- **MATERIALS PROVIDED**
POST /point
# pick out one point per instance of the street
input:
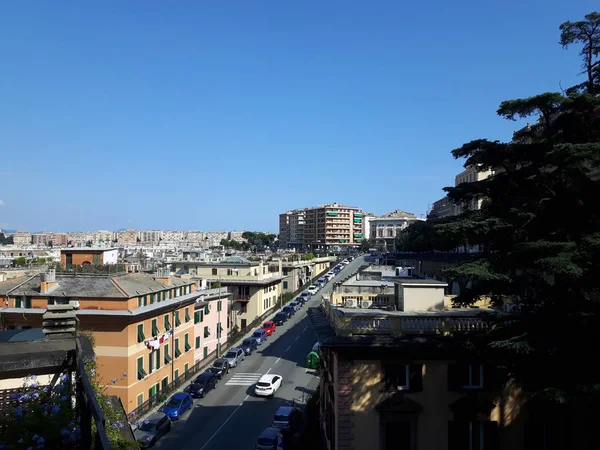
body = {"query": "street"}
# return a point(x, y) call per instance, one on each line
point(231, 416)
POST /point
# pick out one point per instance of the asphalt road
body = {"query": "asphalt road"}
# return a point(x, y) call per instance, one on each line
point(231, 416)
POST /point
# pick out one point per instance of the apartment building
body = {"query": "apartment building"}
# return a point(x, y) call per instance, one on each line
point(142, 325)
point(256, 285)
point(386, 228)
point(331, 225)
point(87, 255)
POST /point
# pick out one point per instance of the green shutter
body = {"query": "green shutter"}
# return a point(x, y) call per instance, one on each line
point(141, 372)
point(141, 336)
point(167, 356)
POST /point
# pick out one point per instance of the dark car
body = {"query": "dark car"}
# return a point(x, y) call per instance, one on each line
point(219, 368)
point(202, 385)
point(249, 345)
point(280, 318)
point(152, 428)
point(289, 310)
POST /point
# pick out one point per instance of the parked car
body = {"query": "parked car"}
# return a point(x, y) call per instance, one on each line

- **TASK DETAILS**
Could you please find every line of the listing above holding the string "building" and copy it?

- **PROBLEM SOLUTION**
# pick out one point per instance of the apartment building
body = {"query": "apartment building"}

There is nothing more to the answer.